Image point grounding data:

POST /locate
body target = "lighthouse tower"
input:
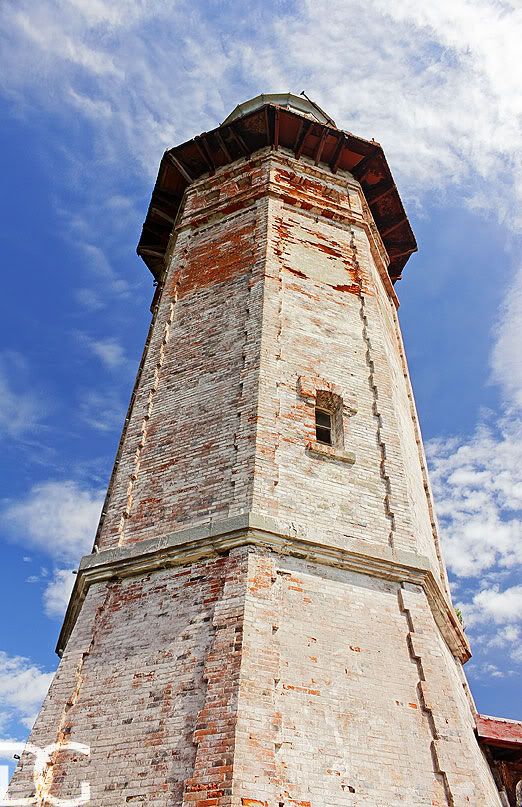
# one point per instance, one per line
(265, 618)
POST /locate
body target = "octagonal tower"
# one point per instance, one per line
(265, 619)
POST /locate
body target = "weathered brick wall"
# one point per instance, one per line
(150, 673)
(253, 679)
(272, 278)
(328, 317)
(348, 696)
(256, 680)
(188, 452)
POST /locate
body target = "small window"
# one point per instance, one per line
(323, 426)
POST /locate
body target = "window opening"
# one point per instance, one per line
(323, 426)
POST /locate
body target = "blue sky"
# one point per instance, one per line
(91, 93)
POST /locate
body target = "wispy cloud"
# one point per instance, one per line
(21, 409)
(59, 518)
(102, 411)
(23, 686)
(57, 592)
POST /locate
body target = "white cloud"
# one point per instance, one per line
(109, 351)
(478, 492)
(57, 593)
(59, 518)
(23, 686)
(499, 607)
(506, 357)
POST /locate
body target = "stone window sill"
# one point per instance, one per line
(330, 453)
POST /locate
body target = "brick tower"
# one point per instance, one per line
(265, 619)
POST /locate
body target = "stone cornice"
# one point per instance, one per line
(217, 538)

THE PROBLEM:
Out of the records, collect only those lines that contain the string "cloud".

ANSWER SPACE:
body target = "wispy cloud"
body target = "white cloud"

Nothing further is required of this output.